● **Extrait choisi**:
• • •
L’organisation commémore 33 vétérans des nations Anichinabé et Dakota sur un mur d’honneur, et elle prévoit d’en rajouter d’autres.

De nombreux vétérans subissent de l’insécurité alimentaire et la Veterans Association Food Bank de l'Alberta est là pour leur venir en aide, comme le rappelle le slogan sur les t-shirts de ces bénévoles.
Veterans Association Food Bank de l'Alberta
Outre l’absence de sentiment d’utilité ou d’appartenance, bien des vétérans libérés pour des raisons médicales peuvent aussi revivre des souvenirs d'événements traumatisants qu'ils avaient refoulés.
D’après des études menées au Canada et ailleurs, près de 80 % des vétérans qui ont subi un traumatisme lié au stress opérationnel sont susceptibles d’avoir été victimes d’événements négatifs graves pendant leur enfance.
Lorsque des sentiments accablants du passé commencent à refaire surface, beaucoup de vétérans s’isolent et sombrent dans des habitudes autodestructrices, comme la consommation de drogues et la négligence de soi. Cela fait en sorte que les taux d’insécurité financière et d’itinérance sont plus élevés chez les vétérans que dans la population générale.
« Un vétéran m’a dit qu’une fois son loyer payé, il n’avait plus les moyens d’acheter de la nourriture », indique Marie Blackburn. Cet aveu, ainsi que ceux d’autres vétérans, l’a amenée à créer la Veterans Association Food Bank à Calgary en 2018. Elle en est aujourd’hui la directrice.
« Nous devions comprendre pourquoi tant de vétérans n’avaient pas les moyens de se procurer les produits de première nécessité », explique Mme Blackburn.
Mme Blackburn a découvert qu’un grand nombre de vétérans ne savaient pas que, en plus de leur pension, ils pouvaient bénéficier d’autres mesures d’aide financière de la part d’ACC.
• • •
● **Origine des données**:
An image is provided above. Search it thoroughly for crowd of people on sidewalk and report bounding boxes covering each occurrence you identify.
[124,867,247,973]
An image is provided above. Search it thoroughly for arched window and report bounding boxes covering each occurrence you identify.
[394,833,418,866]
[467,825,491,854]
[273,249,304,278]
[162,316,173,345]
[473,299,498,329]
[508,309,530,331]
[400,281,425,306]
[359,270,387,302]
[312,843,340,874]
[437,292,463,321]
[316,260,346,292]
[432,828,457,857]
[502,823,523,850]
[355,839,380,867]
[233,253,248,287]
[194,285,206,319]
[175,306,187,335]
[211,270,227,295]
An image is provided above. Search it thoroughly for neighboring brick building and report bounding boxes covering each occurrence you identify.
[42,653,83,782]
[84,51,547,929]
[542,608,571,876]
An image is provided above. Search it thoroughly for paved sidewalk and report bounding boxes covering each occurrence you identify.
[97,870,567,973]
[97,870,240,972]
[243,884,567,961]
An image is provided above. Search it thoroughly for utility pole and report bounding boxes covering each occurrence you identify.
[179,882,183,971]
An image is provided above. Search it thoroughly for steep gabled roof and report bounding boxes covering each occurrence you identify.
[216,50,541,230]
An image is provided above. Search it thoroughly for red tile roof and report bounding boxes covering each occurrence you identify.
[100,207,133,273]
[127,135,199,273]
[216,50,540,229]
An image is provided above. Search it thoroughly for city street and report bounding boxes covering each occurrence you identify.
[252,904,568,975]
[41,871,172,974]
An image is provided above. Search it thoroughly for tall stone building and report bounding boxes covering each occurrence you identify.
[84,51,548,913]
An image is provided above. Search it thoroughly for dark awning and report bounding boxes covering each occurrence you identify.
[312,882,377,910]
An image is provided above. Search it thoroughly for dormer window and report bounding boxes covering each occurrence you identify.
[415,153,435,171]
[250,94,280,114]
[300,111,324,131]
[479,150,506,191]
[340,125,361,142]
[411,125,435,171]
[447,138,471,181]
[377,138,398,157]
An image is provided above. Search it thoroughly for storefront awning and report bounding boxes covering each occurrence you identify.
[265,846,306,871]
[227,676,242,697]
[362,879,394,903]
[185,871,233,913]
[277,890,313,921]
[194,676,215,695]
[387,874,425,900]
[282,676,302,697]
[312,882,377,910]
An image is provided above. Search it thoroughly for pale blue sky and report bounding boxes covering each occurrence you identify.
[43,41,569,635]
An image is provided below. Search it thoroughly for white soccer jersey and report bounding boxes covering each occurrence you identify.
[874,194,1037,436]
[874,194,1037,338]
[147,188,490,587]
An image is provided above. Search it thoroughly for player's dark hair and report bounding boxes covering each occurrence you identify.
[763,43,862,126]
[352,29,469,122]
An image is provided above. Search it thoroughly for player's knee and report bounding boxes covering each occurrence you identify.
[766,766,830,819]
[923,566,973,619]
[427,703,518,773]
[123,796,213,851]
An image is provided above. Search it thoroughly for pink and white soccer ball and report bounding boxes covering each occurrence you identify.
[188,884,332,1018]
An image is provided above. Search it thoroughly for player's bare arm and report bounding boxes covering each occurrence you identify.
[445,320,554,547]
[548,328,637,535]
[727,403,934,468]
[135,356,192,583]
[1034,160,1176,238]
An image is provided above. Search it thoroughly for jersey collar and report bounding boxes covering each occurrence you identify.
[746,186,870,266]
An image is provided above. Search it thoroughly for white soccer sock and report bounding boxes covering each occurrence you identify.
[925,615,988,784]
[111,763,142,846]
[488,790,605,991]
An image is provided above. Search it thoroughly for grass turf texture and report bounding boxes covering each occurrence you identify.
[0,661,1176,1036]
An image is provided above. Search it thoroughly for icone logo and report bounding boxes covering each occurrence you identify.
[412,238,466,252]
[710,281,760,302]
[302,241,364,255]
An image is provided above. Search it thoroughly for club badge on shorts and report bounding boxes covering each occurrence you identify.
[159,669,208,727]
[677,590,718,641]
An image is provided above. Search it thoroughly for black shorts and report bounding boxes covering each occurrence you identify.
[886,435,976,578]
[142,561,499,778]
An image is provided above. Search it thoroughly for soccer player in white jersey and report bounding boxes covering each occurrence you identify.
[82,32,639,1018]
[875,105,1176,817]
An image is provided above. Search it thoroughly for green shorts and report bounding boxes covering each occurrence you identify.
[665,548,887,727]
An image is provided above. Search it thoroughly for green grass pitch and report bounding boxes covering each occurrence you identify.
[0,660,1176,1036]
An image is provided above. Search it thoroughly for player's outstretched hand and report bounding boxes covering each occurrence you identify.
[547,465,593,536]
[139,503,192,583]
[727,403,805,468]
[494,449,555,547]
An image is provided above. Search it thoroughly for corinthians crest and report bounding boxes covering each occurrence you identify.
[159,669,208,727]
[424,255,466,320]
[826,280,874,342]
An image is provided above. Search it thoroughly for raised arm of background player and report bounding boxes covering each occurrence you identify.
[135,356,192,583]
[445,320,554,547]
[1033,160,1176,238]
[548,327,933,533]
• • •
● **Exercice 1**:
Répondez aux questions suivantes à l'aide de l'extrait choisi.
(a) D'après les études menées au Canada et ailleurs, quelle part des vétérans ayant subi un traumatisme lié au stress opérationnel sont susceptibles d'avoir été victimes d'événements négatifs graves pendant leur enfance ?
(b) En quelle année et dans quelle ville Marie Blackburn a-t-elle créé la Veterans Association Food Bank ?
(c) Qu'est-ce qu'un grand nombre de vétérans ne savaient pas, selon ce qu'a découvert Mme Blackburn ?
● **Exercice 2**: Recopiez fidèlement le passage de l'extrait choisi qui s'ouvre sur les mots « D’après des études » et se termine par « pendant leur enfance. ».

● **Réponse 1**:
(a) Près de 80 %.
(b) En 2018, à Calgary.
(c) Ils ne savaient pas qu'en plus de leur pension, ils pouvaient bénéficier d'autres mesures d'aide financière de la part d'ACC.

● **Réponse 2**:
D’après des études menées au Canada et ailleurs, près de 80 % des vétérans qui ont subi un traumatisme lié au stress opérationnel sont susceptibles d’avoir été victimes d’événements négatifs graves pendant leur enfance.